- [EXERCISE AIM]
Continue the personal account of restoring a maiden name at the Social Security office, starting after its final sentence.

- [SOURCE EXCERPT]
╔══

Finally went to the Social Security office a few weeks back. It was the first step to legally restoring my maiden name. I took something to read anticipating a long wait, but my number was called in less than 30 minutes. Moments later, the gentleman at window number one slid my driver’s license and divorce judgment back to me and said that my new social security card would arrive within two weeks.
And there it was.
In less than 30 minutes my maiden name was restored. That’s just about how long it took for me to take on my ex-husband’s name initially when we got married at the Alameda County courthouse. This time though, instead of well wishes and smiles as we left the courthouse, I experienced a quick, cold, and impersonal process to give back a name I so willingly embraced only several years prior.

╚══

- [DATA]
╔══

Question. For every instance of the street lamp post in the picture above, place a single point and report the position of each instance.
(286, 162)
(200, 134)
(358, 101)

╚══

- [EXERCISE RESPONSE]
The divorce has been final for quite some time and we were separated long before that, yet I still had pangs of pain at hearing that it was done; my name restored. Anyone who says that divorce is easy must be very detached from the process. Maybe you have to be. I haven’t been detached from any of this process…though I have longed to be–prayed to be–begged to be. They say what doesn’t kill you makes you stronger and no, I didn’t die a physical death but in the wake of my divorce there was certainly a death. The relationship died. And the me I was in that relationship died. I mourned the first and rejoice over the second.
Mourning the death of the relationship is over except when I am tying up loose ends like this that I have been putting off. After I left the social security office I realized how much I had procrastinated about this task. Based on the blow that killed the marriage, I should have practically ran people over with my car trying to get over to that office and reclaim my maiden name before the ink was dry on the divorce judgment, but I didn’t. In the months following the arrival of the final divorce decree, I told myself it was too inconvenient–who has time to sit for hours at the social security office (DMV office, etc.) and wait? It wasn’t that I had hope of reconciliation, but rather finalizing the smaller matters were just reminders of a relationship gone south–way south.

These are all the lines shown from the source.